* **What the task requires**:
Copy out all of the data below word for word, leaving out the pictures.

(Rows of box annotation data)
::::::

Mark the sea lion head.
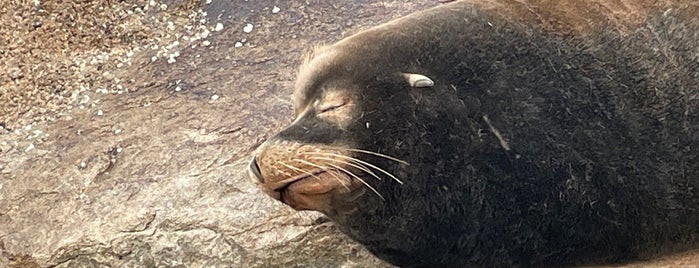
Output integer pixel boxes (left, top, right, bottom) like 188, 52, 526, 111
249, 43, 434, 218
249, 4, 488, 265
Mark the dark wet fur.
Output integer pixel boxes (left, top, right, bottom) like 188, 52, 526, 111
282, 2, 699, 267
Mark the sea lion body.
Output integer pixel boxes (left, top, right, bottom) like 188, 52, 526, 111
251, 1, 699, 267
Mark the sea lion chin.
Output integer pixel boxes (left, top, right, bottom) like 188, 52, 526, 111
249, 0, 699, 267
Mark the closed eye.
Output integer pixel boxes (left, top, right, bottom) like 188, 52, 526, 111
319, 102, 347, 113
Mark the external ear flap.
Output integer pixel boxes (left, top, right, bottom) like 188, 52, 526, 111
401, 73, 434, 88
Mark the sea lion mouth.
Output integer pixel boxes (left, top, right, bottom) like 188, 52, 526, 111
267, 169, 364, 211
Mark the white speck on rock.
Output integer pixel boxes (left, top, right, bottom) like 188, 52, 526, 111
243, 23, 254, 33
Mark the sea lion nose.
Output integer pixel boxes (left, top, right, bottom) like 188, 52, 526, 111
250, 157, 265, 183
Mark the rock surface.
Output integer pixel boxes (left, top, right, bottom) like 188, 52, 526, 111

::::::

* **Task solution**:
Mark the sea lion head.
Output integer pixel boxes (left, top, right, bottom) like 188, 52, 526, 111
249, 43, 434, 218
249, 4, 488, 265
Mark the dark wet fur.
Output integer pixel boxes (left, top, right, bottom) like 188, 52, 526, 111
282, 2, 699, 267
Mark the sea lion body.
Output integer pixel boxes (left, top, right, bottom) like 188, 52, 526, 111
251, 1, 699, 267
Mark the sea lion chin.
Output integer pixel boxes (left, top, right, bottom) like 188, 52, 526, 111
249, 0, 699, 267
Mark the closed eye.
Output integer pixel boxes (left, top, right, bottom) like 188, 52, 526, 111
319, 102, 347, 113
Mark the external ear flap.
Output integer pixel boxes (left, top, right, bottom) like 188, 52, 526, 111
401, 73, 434, 88
Mark the sea lion mouth.
Output integer pixel boxes (left, top, right, bottom) like 188, 52, 526, 111
267, 169, 364, 211
Mark the white speck on rock.
Output integer pixel boxes (left, top, right, bottom) like 188, 52, 526, 111
243, 23, 254, 33
Mark the sea lion nose.
Output integer pixel boxes (left, top, right, bottom) like 188, 52, 526, 111
250, 157, 265, 183
Mark the rock surface.
Output integer pixel boxes (left, top, right, bottom) like 188, 52, 526, 111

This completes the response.